Dataset entries
++++
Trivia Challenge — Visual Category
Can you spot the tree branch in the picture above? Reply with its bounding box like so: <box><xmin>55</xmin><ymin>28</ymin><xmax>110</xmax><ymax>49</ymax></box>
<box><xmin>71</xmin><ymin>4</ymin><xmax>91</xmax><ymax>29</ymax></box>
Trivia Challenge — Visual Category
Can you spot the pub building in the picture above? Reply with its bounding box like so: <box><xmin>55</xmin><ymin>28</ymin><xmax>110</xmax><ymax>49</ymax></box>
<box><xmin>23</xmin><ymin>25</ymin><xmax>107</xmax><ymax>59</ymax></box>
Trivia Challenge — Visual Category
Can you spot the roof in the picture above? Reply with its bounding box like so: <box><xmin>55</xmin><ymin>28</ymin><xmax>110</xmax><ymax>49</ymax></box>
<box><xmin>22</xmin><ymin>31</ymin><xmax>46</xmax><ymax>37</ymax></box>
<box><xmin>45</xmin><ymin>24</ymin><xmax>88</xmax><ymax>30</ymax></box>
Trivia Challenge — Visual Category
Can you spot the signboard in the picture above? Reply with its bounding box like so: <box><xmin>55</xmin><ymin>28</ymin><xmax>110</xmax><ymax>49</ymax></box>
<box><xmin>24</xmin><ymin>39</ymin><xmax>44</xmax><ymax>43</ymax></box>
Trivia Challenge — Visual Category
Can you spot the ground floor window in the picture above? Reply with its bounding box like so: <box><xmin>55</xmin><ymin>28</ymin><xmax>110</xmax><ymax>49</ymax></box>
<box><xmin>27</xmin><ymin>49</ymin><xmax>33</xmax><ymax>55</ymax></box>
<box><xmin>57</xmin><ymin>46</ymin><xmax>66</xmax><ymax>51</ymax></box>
++++
Copy every record above verbatim and in full.

=== Answer section ===
Trivia Challenge — Visual Category
Can you spot the tree branch in the picture above? Reply with its bounding box like so: <box><xmin>55</xmin><ymin>28</ymin><xmax>110</xmax><ymax>49</ymax></box>
<box><xmin>71</xmin><ymin>4</ymin><xmax>91</xmax><ymax>29</ymax></box>
Trivia Challenge — Visual Category
Can you spot the pub building in the picture above? Reply with its bounding box like so: <box><xmin>55</xmin><ymin>28</ymin><xmax>110</xmax><ymax>49</ymax></box>
<box><xmin>23</xmin><ymin>25</ymin><xmax>107</xmax><ymax>59</ymax></box>
Trivia Challenge — Visual Category
Can you spot the roof in the picture above? Reply with its bounding box like so: <box><xmin>55</xmin><ymin>28</ymin><xmax>110</xmax><ymax>49</ymax></box>
<box><xmin>22</xmin><ymin>31</ymin><xmax>46</xmax><ymax>37</ymax></box>
<box><xmin>45</xmin><ymin>24</ymin><xmax>88</xmax><ymax>30</ymax></box>
Trivia Challenge — Visual Category
Can you spot the signboard in the picture above? Reply with its bounding box like so: <box><xmin>55</xmin><ymin>28</ymin><xmax>110</xmax><ymax>49</ymax></box>
<box><xmin>24</xmin><ymin>39</ymin><xmax>44</xmax><ymax>43</ymax></box>
Trivia Challenge — Visual Category
Can you spot the ground floor window in the picture above? Reply with its bounding box like so: <box><xmin>55</xmin><ymin>28</ymin><xmax>110</xmax><ymax>49</ymax></box>
<box><xmin>27</xmin><ymin>49</ymin><xmax>33</xmax><ymax>55</ymax></box>
<box><xmin>57</xmin><ymin>46</ymin><xmax>66</xmax><ymax>51</ymax></box>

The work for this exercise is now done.